- **Work required**
Resume the forum thread about slow Julia code when data is passed in a Dict, picking up right after its last sentence.

- **Extract**
+++++

Poor performance passing data structures as function argument

I have a compute-heavy function kernel that I am trying to use inside another function. This function takes several arrays and other data as arguments, and I was trying to make the code cleaner by passing an object as argument, but the performance drops markedly when I do so. Here’s a quick code for demonstration.

# Passing all data as explicit arguments:
function compute1(nx, ny, nz, arr1, arr2)
    for k in 1:nz, j in 1:ny, i in 1:nx
        tmp = arr1[i, j, k] * arr2[i, j, k]
        tmp2 = tmp + arr1[i, j, k]
    end
end

function start_compute1()
    nx = 10
    ny = 10
    nz = 200
    arr1 = zeros(Float64, (nx, ny, nz))
    arr2 = ones(Float64, (nx, ny, nz))
    compute1(nx, ny, nz, arr1, arr2)
end

@benchmark start_compute1()
BenchmarkTools.Trial: 
  memory estimate:  312.66 KiB
  allocs estimate:  4
  --------------
  minimum time:     39.613 μs (0.00% GC)
  median time:      157.446 μs (0.00% GC)
  mean time:        192.640 μs (20.39% GC)
  maximum time:     6.807 ms (97.69% GC)
  --------------
  samples:          10000
  evals/sample:     1

This is the version that performs. My first attempt at passing a object with the data was with a dicionary:

function compute2(data)
    nx, ny, nz = data[:nx], data[:ny], data[:nz]
    arr1 = data[:arr1]
    arr2 = data[:arr2]
    
    for k in 1:nz, j in 1:ny, i in 1:nx
        tmp = arr1[i, j, k] * arr2[i, j, k]
        tmp2 = tmp + arr1[i, j, k]
    end
end

function start_compute2()
    nx = 10
    ny = 10
    nz = 200
    arr1 = zeros(Float64, (nx, ny, nz))
    arr2 = ones(Float64, (nx, ny, nz))
    data = Dict()
    data[:nx], data[:ny], data[:nz] = nx, ny, nz
    data[:arr1] = arr1
    data[:arr2] = arr2
    compute2(data)
end

@benchmark start_compute2()
BenchmarkTools.Trial: 
  memory estimate:  2.58 MiB
  allocs estimate:  124409
  --------------
  minimum time:     2.178 ms (0.00% GC)
  median time:      2.327 ms (0.00% GC)
  mean time:        2.593 ms (10.94% GC)
  maximum time:     8.116 ms (70.25% GC)
  --------------
  samples:          1928
  evals/sample:     1

Seems like the problem is that it is not optimising for what is inside the Dict. I have also tried to use a struct with a well-defined data type instead of Dict, or including type annotations for arr1 and arr2 (e.g. arr1 = data[:arr1]::Array{Float64, 3} ), but the problem persists.

Is there a way to recover the performance without having to spell out all individual arguments into the compute2 function? Perhaps there is an obvious solution, but I’m not finding it.

Any suggestions would be appreciated.

Your Dict is a Dict{Any,Any}.
Thus the compiler can’t see the type of the content, and since it’s content is a mixture of different types (Some Int and some Vector{Float64}) you can’t set the type of the content to a specific type without an abstract typle like Any or a Union (and I don’t think in this circumstance a Union would optimize well anyway)

+++++

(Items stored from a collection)
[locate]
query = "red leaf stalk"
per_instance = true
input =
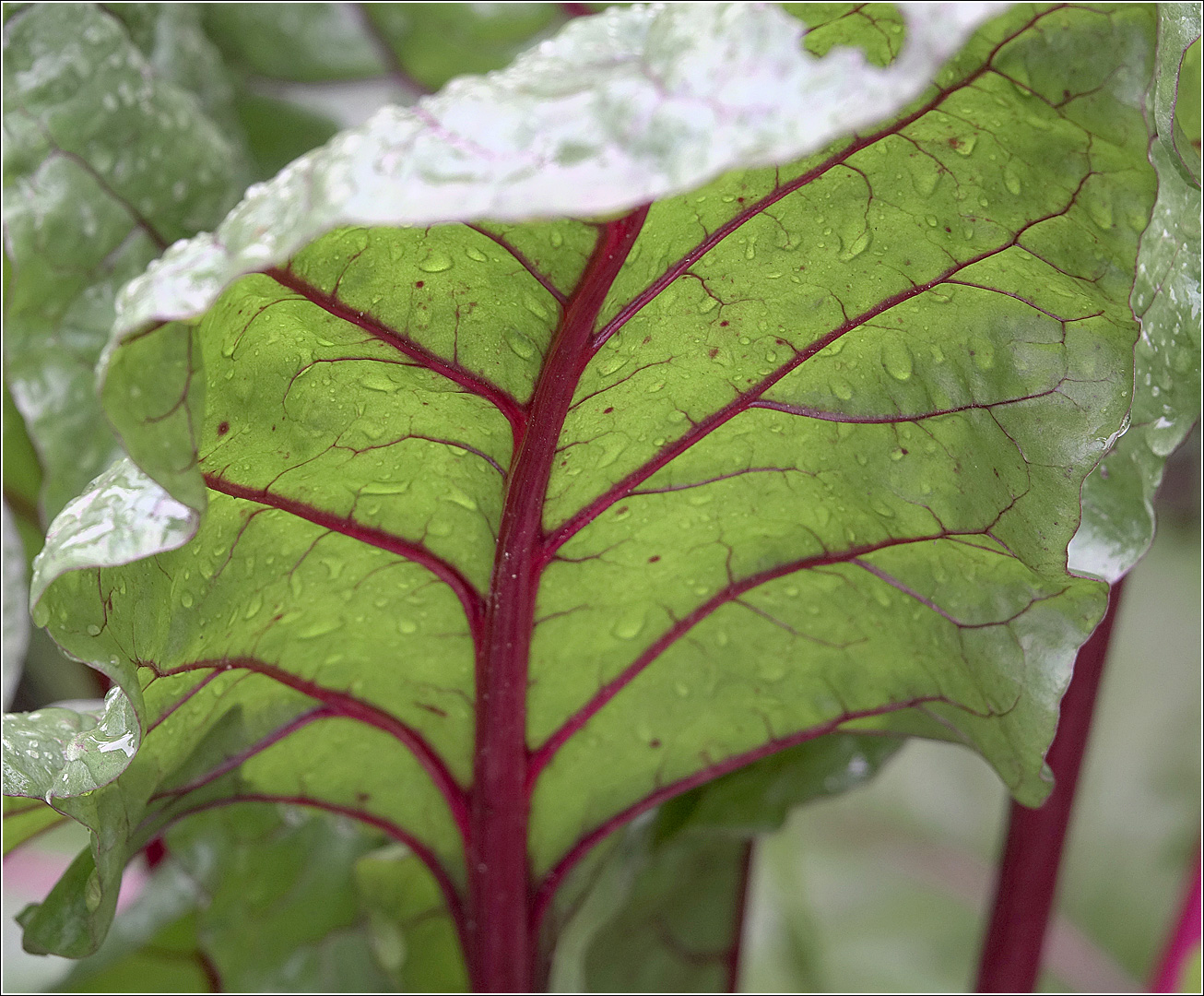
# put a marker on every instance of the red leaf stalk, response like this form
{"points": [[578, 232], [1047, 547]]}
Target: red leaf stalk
{"points": [[1027, 878]]}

+++++

- **Exercise answer**
Don’t use dictionaries for this kind of thing.
use NamedTuple’s instead.

beyond just the type thing there are other reasons not to use dictionary to just hold colections of variables.
I did a writeup a while back JuliaLang Antipatterns

I have also tried to use a struct with a well-defined data type instead of Dict ,

That should have worked, show us how you defined the type?

6 Likes

Actually, using a struct with a defined data type solves the problem. I hadn’t tested in this simple example, only in the more complicated version. Here it is:

struct MyData{T <: AbstractFloat}
    nx::Int
    ny::Int
    nz::Int
    arr1::Array{T, 3}
    arr2::Array{T, 3}
end

function compute3(data::MyData)
    nx, ny, nz = data.nx, data.ny, data.nz
    for k in 1:nz, j in 1:ny, i in 1:nx
        tmp = data.arr1[i, j, k] * data.arr2[i, j, k]
        tmp2 = tmp + data.arr1[i, j, k]
    end
end

function start_compute3()
    nx = 10
    ny = 10
    nz = 200
    arr1 = zeros(Float64, (nx, ny, nz))
    arr2 = ones(Float64, (nx, ny, nz))
    data = MyData(nx, ny, nz, arr1, arr2)
    compute3(data)
end

@benchmark start_compute3()
BenchmarkTools.Trial: 
  memory estimate:  312.66 KiB
  allocs estimate:  4
  --------------
  minimum time:     35.819 μs (0.00% GC)
  median time:      166.580 μs (0.00% GC)
  mean time:        216.611 μs (22.51% GC)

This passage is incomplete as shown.